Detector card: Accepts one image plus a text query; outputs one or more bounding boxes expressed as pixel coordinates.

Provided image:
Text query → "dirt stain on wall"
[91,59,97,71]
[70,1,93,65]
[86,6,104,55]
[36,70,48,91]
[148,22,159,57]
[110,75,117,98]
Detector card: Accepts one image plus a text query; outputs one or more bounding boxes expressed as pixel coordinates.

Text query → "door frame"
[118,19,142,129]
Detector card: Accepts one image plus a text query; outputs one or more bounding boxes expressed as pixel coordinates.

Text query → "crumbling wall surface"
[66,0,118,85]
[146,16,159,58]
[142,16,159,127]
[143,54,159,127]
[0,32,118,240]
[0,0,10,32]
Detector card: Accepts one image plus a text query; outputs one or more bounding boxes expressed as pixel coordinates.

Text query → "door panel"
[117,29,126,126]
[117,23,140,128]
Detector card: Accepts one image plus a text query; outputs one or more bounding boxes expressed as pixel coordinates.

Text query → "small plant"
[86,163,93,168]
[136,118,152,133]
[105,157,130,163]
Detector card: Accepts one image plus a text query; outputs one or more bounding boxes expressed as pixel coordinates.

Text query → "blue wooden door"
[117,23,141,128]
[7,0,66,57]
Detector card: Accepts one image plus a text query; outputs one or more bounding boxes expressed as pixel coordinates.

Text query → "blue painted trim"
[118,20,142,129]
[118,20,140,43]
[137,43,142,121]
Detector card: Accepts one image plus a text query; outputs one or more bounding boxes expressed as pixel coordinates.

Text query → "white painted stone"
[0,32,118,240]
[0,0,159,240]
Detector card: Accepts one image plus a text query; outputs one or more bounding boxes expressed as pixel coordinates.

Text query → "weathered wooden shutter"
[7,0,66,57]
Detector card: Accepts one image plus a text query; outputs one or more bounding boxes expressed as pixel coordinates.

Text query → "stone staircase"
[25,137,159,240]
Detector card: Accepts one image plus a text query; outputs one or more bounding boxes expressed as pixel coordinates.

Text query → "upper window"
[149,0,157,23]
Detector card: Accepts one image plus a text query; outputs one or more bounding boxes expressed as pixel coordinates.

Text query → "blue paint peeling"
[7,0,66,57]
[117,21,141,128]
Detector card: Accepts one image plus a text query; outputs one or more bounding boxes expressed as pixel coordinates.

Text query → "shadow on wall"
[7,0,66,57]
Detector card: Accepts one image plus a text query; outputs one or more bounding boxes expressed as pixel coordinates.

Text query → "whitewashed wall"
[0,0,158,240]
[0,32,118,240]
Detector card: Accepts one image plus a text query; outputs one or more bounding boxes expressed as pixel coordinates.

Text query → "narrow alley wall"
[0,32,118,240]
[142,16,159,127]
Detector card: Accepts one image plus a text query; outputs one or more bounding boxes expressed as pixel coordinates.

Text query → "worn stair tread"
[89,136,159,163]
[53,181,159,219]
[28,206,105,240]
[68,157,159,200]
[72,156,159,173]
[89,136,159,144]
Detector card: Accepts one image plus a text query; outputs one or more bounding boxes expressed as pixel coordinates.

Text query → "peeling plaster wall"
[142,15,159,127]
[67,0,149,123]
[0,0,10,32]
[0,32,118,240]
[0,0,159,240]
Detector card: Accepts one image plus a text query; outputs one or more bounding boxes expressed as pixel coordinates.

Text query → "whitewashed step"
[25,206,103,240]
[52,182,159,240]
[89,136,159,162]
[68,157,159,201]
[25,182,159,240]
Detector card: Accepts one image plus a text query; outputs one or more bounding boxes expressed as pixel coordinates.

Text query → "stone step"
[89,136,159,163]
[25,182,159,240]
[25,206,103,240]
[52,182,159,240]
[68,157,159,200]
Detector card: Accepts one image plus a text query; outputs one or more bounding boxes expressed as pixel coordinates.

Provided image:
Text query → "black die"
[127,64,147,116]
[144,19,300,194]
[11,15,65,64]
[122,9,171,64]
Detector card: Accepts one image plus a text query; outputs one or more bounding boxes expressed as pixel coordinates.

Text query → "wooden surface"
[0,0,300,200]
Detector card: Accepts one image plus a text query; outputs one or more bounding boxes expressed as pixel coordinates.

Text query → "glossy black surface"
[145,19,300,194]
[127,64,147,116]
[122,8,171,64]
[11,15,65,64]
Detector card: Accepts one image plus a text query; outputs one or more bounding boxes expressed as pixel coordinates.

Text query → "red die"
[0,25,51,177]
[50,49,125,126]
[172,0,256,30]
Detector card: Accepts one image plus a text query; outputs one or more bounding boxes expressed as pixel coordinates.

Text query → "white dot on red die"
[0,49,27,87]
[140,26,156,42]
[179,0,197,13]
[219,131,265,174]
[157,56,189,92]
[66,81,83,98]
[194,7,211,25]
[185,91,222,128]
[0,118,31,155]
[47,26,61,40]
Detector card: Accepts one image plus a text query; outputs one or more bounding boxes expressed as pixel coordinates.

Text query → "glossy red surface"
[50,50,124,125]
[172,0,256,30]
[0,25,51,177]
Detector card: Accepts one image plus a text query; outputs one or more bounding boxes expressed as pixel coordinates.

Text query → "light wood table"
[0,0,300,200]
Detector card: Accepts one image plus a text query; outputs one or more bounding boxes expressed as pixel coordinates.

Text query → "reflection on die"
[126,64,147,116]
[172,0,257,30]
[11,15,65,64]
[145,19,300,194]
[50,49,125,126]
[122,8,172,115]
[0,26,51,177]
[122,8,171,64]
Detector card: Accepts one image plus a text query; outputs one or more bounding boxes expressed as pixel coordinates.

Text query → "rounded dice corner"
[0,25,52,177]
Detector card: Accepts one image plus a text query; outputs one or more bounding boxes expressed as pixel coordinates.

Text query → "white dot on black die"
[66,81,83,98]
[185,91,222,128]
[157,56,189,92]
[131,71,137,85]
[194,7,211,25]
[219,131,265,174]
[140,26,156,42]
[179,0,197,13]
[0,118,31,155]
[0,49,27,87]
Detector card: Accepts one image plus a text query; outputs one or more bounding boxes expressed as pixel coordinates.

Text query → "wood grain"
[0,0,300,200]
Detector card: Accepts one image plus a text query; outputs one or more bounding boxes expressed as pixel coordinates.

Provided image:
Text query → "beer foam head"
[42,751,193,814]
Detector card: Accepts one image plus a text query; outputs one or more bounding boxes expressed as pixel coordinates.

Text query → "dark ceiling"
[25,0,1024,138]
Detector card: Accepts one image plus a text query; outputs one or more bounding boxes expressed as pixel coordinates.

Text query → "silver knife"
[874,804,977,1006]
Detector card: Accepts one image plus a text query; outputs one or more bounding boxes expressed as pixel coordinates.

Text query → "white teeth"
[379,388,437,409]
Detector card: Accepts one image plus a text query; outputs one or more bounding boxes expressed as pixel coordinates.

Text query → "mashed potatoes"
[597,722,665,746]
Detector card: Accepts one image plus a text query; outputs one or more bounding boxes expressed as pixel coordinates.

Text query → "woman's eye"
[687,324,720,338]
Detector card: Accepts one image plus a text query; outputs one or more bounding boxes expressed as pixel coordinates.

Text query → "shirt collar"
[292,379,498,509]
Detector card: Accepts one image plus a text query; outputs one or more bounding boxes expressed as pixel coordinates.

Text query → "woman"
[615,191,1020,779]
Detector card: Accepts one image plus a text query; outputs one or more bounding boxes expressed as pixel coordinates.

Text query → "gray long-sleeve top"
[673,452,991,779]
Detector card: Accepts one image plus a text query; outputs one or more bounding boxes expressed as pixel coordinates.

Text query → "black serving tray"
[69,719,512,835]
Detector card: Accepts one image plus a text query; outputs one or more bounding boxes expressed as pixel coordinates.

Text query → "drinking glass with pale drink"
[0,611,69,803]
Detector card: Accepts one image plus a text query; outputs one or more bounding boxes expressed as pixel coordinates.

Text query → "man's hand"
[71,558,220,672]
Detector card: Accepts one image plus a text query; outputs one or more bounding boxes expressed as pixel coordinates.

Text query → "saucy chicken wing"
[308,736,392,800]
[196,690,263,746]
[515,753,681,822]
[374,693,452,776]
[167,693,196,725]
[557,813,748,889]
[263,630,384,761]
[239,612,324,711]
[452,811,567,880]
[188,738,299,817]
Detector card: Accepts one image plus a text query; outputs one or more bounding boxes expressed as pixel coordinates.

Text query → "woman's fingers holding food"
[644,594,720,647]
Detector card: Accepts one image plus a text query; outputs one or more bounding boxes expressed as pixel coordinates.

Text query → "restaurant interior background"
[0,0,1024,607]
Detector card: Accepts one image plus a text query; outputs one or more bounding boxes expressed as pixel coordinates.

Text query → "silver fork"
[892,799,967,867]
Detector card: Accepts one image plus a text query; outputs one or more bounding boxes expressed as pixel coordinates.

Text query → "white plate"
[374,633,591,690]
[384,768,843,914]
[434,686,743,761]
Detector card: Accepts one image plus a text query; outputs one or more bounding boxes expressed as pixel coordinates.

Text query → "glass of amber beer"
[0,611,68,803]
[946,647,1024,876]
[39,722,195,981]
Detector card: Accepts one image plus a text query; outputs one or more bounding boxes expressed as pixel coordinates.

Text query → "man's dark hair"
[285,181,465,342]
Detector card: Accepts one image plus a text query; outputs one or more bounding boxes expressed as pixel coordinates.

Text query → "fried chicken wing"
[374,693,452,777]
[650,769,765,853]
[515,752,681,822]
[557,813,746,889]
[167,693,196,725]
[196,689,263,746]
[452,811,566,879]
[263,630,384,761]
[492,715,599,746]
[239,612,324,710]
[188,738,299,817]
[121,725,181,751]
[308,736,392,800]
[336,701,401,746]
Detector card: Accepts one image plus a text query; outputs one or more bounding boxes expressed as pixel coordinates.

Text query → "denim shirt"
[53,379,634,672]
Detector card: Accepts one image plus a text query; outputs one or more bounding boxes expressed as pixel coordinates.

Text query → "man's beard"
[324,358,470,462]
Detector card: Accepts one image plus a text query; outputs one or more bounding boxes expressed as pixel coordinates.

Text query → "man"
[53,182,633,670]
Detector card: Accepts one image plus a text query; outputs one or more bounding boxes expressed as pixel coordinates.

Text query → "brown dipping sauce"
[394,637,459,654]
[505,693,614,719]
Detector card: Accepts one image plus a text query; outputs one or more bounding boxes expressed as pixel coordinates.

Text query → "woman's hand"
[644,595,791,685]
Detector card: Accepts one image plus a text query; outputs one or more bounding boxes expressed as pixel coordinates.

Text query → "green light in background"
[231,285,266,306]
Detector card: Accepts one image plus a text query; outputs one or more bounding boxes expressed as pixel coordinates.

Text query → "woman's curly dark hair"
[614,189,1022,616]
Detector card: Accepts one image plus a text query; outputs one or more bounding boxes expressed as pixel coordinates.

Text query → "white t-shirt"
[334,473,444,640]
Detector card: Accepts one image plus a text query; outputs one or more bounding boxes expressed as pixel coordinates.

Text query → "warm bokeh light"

□ □ □ □ □ □ □

__Given exercise__. Count the lines in the records that contain the string "shirt", treating uppercase and lowercase as different, and reply with only that number.

__Answer for the task__. 3